(PROBLEM DESCRIPTION): Reproduce every line of the entries below word for word, but omit the pictures.

(SUPPLIED RECORDS):
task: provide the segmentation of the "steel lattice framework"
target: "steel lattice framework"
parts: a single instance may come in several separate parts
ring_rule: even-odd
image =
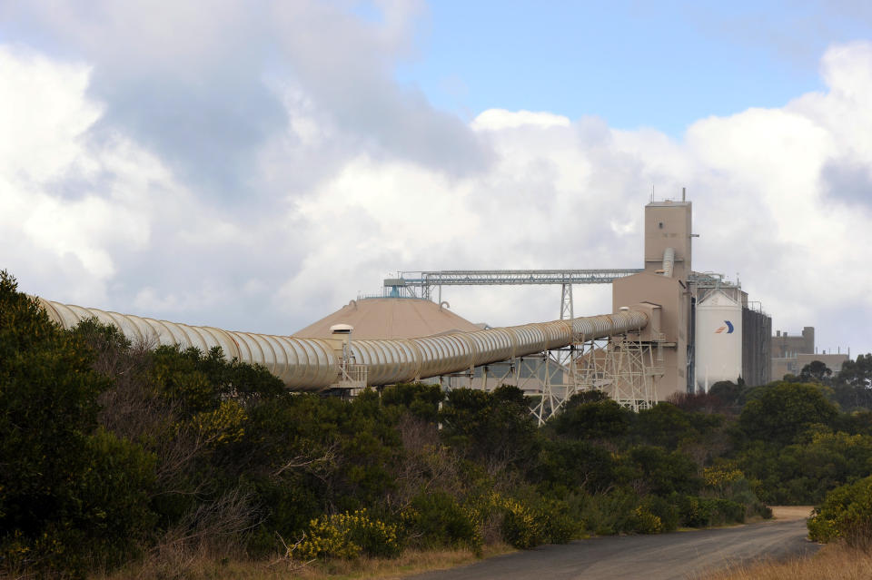
[[[433,287],[500,286],[520,284],[610,284],[642,270],[442,270],[401,271],[384,280],[387,292],[431,300]]]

(RESPONSE TO THE EXERCISE):
task: provide the segmentation of the "steel lattice framework"
target: "steel lattice framework"
parts: a single instance may come in several separate parts
ring_rule: even-odd
image =
[[[433,287],[500,286],[520,284],[610,284],[642,270],[442,270],[401,271],[384,280],[387,292],[431,300]]]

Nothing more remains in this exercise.